[Extrait du document]
↓↓↓
Le repas de Nobel, une tradition suédoise
Le repas de Nobel, une tradition suédoise
M le magazine du Monde
Chaque année, la remise des prestigieuses récompenses est suivie d’un dîner de gala à la mairie de Stockholm, présidé par le roi. Un événement télévisé que les habitants du pays ne manqueraient pour rien au monde.
Le 10 décembre, pour la première fois depuis six ans, Rolf Elmér, son épouse Tina et leurs trois fils ne vont pas dîner à la manière du roi et des lauréats du prix Nobel. Leurs amis, qui possèdent le même service de vaisselle que celui utilisé chaque année depuis 1991 lors du banquet qui suit la remise des prix, sont en vacances à Malte. Pas question, pourtant, de tout annuler : le couple de quinquas a invité une quinzaine d’amis pour regarder, devant la télé et en tenue de soirée, la cérémonie et le dîner de gala servi sous les dorures du Blå Hallen (le « hall bleu »), à la stadshuset (la mairie) de Stockholm.
Tant pis si les assiettes et les verres ne sont pas ceux de la maison Rörstrandt, créés pour le 90e anniversaire de la prestigieuse récompense. « Je reconnais que le concept peut paraître un peu farfelu », concède Rolf en riant. Mais, au-delà des paillettes et du glamour, c’est la science et la connaissance que lui, sa compagne et leurs amis veulent célébrer, avec leurs enfants : « Le prix est une des plus belles choses que nous ayons en Suède. »
La maison Rörstrandt a créé de la vaisselle pour le 90e anniversaire du prix Nobel. | The Nobel Foundation/Orasisfoto
Hollywood a ses Oscars, la France son Festival de Cannes, le royaume scandinave ses Nobel. La fièvre qui s’empare alors du pays est comparable à celle accompagnant un mariage princier. Impossible de passer à côté. Pendant une semaine, tous les médias en parlent. Les tabloïds notent les robes des princesses et des invitées et même les quotidiens les plus sérieux publient, en plus des portraits des lauréats et des articles de fond, le plan de table du banquet, essentiel pour suivre les réjouissances depuis son canapé.
En 2016, 1,2 million de téléspectateurs ont suivi l’événement sur la chaîne SVT, qui émet en direct pendant huit heures : « C’est un peu le feu de bois autour duquel on se rassemble ce soir-là », commente la journaliste scientifique Victoria Dyring, une des présentatrices de l’émission, qu’elle regardait déjà petite, en famille. Le programme alterne entre critiques de mode, reportage dans les cuisines du chef choisi pour préparer le repas (son nom est gardé secret jusqu’au grand soir pour maintenir le suspense) et interviews et exposés scientifiques. « On essaie de rendre la science compréhensible pour tout le monde, de la descendre du piédestal où on a tendance à la placer, précise Victoria Dyring. Le Nobel récompense peut-être la recherche fondamentale, mais ses applications servent l’humanité. »
↑↑↑
[Ordre de travail 1]
Les affirmations suivantes concordent-elles avec l'article sur le repas de Nobel ? Répondez par oui ou par non à chacune, en citant mot pour mot le passage décisif. (a) Le même service de vaisselle est utilisé au banquet chaque année depuis 1991. (b) Le nom du chef qui prépare le repas est révélé plusieurs semaines à l'avance. (c) En 2016, SVT a diffusé l'événement en direct pendant six heures.
[Ordre de travail 2]
Quelles personnes l'article sur le repas de Nobel désigne-t-il par leur nom ? Donnez-les toutes.
[Ordre de travail 3]
Comment traduire en anglais cette phrase de l'article sur le repas de Nobel : « Pendant une semaine, tous les médias en parlent. » ?

[Éléments du jeu de données]
↓↓↓
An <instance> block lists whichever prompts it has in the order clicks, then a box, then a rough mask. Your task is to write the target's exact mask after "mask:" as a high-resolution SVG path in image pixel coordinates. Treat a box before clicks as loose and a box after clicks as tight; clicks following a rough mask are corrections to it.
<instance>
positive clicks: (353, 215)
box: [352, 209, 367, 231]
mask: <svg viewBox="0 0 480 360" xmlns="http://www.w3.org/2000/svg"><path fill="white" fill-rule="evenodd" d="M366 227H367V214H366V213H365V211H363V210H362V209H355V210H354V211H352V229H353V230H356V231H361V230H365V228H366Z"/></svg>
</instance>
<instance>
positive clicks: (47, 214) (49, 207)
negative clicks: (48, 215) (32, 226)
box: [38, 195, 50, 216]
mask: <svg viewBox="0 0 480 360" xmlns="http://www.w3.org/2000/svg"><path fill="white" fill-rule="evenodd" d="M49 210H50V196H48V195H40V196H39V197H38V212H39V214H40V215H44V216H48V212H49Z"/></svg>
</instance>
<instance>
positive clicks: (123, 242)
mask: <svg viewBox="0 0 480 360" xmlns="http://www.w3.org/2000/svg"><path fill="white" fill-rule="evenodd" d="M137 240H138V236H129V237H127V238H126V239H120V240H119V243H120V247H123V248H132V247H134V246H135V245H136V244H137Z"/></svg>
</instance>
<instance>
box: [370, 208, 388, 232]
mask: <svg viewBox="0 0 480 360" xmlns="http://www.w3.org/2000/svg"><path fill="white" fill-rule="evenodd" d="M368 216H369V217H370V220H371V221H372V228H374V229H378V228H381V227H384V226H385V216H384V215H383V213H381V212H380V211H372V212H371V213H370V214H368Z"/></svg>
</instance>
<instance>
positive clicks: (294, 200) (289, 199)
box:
↑↑↑
[Réponse rédigée 1]
(a) Oui : « celui utilisé chaque année depuis 1991 lors du banquet qui suit la remise des prix ».
(b) Non : « son nom est gardé secret jusqu’au grand soir pour maintenir le suspense ».
(c) Non : « qui émet en direct pendant huit heures ».

[Réponse rédigée 2]
Rolf Elmér, Tina, Victoria Dyring

[Réponse rédigée 3]
For a week, all the media talk about it.